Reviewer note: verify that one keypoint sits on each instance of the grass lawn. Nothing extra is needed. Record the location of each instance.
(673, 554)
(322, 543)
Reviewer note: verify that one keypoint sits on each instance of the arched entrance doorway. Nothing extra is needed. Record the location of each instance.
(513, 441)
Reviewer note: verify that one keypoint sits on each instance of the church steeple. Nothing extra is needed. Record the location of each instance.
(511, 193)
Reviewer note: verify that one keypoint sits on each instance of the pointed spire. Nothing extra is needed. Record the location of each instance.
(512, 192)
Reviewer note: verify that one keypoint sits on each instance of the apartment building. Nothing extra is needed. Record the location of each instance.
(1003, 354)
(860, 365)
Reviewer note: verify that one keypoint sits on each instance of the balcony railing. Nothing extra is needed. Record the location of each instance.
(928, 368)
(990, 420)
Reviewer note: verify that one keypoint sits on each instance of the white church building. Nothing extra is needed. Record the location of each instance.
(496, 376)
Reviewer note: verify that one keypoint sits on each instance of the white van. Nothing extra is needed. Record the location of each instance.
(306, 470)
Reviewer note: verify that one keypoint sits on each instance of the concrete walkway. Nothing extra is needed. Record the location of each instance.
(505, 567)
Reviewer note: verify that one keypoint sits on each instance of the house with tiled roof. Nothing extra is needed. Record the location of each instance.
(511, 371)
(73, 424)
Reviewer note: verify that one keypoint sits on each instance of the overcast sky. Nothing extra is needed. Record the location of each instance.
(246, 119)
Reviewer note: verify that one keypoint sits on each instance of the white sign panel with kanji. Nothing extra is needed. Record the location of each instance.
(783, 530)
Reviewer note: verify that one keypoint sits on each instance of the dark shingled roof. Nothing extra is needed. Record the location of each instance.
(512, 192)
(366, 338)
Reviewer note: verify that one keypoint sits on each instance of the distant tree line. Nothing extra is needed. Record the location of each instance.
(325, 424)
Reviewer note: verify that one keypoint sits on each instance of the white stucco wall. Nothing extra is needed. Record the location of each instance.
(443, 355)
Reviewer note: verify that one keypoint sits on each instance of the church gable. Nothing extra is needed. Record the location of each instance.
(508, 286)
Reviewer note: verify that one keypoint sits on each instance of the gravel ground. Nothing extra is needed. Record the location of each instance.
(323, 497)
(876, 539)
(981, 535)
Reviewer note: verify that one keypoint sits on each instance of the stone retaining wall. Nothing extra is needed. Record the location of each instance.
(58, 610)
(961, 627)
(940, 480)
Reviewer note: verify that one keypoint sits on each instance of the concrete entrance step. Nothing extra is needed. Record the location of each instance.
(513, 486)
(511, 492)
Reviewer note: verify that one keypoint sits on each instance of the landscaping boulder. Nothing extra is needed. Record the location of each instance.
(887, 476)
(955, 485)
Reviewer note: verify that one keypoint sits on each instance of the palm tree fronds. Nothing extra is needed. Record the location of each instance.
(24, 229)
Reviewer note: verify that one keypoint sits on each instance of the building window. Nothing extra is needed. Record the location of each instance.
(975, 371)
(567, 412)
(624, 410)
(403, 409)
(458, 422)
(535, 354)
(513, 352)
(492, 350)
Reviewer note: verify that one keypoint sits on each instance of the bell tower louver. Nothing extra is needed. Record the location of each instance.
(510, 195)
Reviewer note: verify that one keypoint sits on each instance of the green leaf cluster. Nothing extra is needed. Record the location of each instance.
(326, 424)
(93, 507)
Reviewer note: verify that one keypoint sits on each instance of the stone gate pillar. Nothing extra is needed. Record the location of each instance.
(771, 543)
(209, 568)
########################################
### Exercise brief:
Copy all of the data above word for word, keeping every line in its original order.

### The output:
Reviewer note: verify that one keypoint sits on each instance of the grass lawn. Nothing extra is needed. Record the location of each instance.
(673, 554)
(322, 543)
Reviewer note: verify that one keypoint sits on each instance of the arched entrance doorway. Nothing extra is needed. Record the location of each instance.
(513, 441)
Reviewer note: verify that one keypoint sits on each instance of the church steeple. Nothing extra is needed. Record the location of each instance.
(511, 193)
Reviewer note: verify that one keypoint sits on each instance of the pointed spire. Nothing extra is needed. Record the location of each instance.
(512, 192)
Reviewer note: verify that one keypoint sits on each instance of the apartment building. Nothing extra is needed. Record the location of each instance.
(1003, 354)
(860, 365)
Reviewer note: verify that one keypoint sits on each instance of the balcony railing. Nothing extra is needed. Record the location of each instance.
(928, 368)
(990, 420)
Reviewer note: verify that one keypoint sits on each instance of the white church building. Nothing extra is needed. Record the location of each instance.
(496, 376)
Reviewer note: verify that one keypoint sits on each instance of the white van. Nothing extra is needed. Record the location of each instance.
(306, 470)
Reviewer note: verify that one keypoint sits on each instance of the concrete walkway. Nothing extra is needed. Record the location of each instance.
(505, 567)
Reviewer note: verify that one keypoint sits on each instance of the house with tiled roof. Nothing extra is needed. Record the location of each instance.
(511, 371)
(73, 424)
Reviewer note: verify that one keypoint sits on each instance of the overcast sky. Nothing extra is needed. Record the location of each instance.
(246, 119)
Reviewer note: verify that one keypoint sits on each instance of the white sign panel with kanji. Nothing extra is needed. Record the location of each instance.
(783, 530)
Reviewer note: verify that one keypoint sits on each instance of the dark shingled roof. Nothing extra is needed. Record the location of each instance.
(512, 192)
(366, 338)
Reviewer note: verify that one keypoint sits on each instance of the distant tree line. Nothing extra is needed. Record the location of each instance.
(325, 424)
Reviewer note: verify that one keypoint sits on each instance of the white stucco wall. Nothing extra is needed. Record the location of each instance.
(443, 355)
Reviewer note: verify that one keypoint sits on each instance of the church gable. Nothing extra is needed. Record the location of each instance.
(508, 286)
Reviewer note: verify that one keypoint sits on each instance of the gravel ground. Nothing extra is needed. Record the location of each instance.
(323, 497)
(876, 539)
(981, 535)
Reviewer note: verify that one keypoint sits on each instance of the stone retaining wall. Nothing extra is needed. Record the location of each instance.
(58, 610)
(961, 627)
(940, 480)
Reviewer note: verify that one keypoint sits on each instance of the concrete entrance step. Nothing extra is needed. Record the location of each instance.
(513, 486)
(511, 492)
Reviewer note: verify that one keypoint sits on each instance of the landscaping boulder. Nothing extra is needed. Record the location of each instance.
(887, 476)
(955, 485)
Reviewer note: verify that one keypoint sits on each instance of the palm tree fronds. Nothing extra is needed. Record the location of each instance.
(24, 229)
Reviewer note: verify that one keypoint sits on each instance of the building window. Nothing extra is needed. Record the location of each instance.
(975, 371)
(567, 412)
(624, 410)
(403, 409)
(458, 422)
(535, 354)
(513, 352)
(492, 350)
Reviewer note: verify that one keypoint sits on each instance of the bell tower louver. Nothing extra is needed. Record the location of each instance.
(510, 195)
Reviewer note: verify that one keypoint sits on each instance of the green leaf cluster. Nothing extra is needed. Record the location of each instance.
(326, 424)
(93, 507)
Reviewer note: verify that one keypoint sits on each instance of the stone gate pillar. Nothing extra is needed. Record the location of each instance.
(771, 543)
(209, 568)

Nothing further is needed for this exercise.